**GIVEN EXERCISE 1**
List every line in the entries below that contains the word "dark".

***** QUOTED PASSAGE

1. There are no prerequisites 

As indicated by its label as an intro class, the course requires no background knowledge, providing every Miami student the opportunity to explore new places and cultures all from the comfort of campus.

2. You don’t have to speak Spanish or Portuguese

Although Latin America consists predominantly of Spanish or Portuguese-speaking nations, the course is taught completely in English. You will, however, have the chance to pick up a few foreign words here and there.

3. The class size is small

With only around 20 students in the classroom, there’s plenty of opportunity for small group discussion and one-on-one interaction with the professor. Asking questions feels comfortable and you’ll have a chance to make close friends.

4. It meets general education requirements

For College of Arts and Science majors, the course fulfills the social science requirement, and it can also cover the global course and intercultural perspectives requirement. Not to mention, it may serve as part of a thematic sequence for any student as well.

5. The course is interdisciplinary

Regardless of personal interests, there’s something for everyone in Latin American studies! Topics range from geography, anthropology, art, environment, and film to literature, politics, history, sports, and music.

**********
***** INPUT MATERIAL

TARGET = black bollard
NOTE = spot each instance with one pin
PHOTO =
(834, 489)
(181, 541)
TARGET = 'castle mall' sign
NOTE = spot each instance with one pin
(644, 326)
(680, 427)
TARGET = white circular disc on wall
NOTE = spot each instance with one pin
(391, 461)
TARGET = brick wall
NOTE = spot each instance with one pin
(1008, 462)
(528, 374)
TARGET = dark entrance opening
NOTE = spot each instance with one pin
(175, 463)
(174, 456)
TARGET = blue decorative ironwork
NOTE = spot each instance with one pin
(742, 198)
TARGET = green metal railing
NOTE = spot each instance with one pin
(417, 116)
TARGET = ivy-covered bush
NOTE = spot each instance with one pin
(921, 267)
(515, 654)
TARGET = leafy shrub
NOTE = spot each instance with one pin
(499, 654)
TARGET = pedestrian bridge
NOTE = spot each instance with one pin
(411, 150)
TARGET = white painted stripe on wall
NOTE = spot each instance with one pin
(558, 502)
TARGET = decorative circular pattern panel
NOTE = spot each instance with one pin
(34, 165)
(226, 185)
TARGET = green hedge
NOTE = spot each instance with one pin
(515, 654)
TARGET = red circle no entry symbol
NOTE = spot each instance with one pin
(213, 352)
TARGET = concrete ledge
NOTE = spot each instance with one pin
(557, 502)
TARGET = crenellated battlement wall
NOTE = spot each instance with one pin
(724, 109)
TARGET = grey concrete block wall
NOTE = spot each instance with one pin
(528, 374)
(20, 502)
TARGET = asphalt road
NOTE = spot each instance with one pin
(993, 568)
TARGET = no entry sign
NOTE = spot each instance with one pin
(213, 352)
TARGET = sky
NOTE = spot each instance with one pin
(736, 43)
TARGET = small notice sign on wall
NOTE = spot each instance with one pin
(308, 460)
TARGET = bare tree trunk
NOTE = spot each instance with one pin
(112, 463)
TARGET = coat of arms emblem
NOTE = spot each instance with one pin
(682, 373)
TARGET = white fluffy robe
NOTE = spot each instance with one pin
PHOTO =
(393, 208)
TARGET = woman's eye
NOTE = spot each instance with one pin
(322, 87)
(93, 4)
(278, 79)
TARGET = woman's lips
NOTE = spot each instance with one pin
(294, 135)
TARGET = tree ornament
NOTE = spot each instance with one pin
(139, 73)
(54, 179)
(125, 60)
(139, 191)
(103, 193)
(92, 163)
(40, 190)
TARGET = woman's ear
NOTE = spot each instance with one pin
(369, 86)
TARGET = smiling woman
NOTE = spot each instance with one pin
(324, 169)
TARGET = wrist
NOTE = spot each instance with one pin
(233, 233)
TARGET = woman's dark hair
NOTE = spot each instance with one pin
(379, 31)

**********

**GIVEN EXERCISE 2**
According to the course overview above, about how many students are in the classroom?

**WORKED ANSWER 1**
TARGET = dark entrance opening
TARGET = woman's dark hair

**WORKED ANSWER 2**
Around 20 students.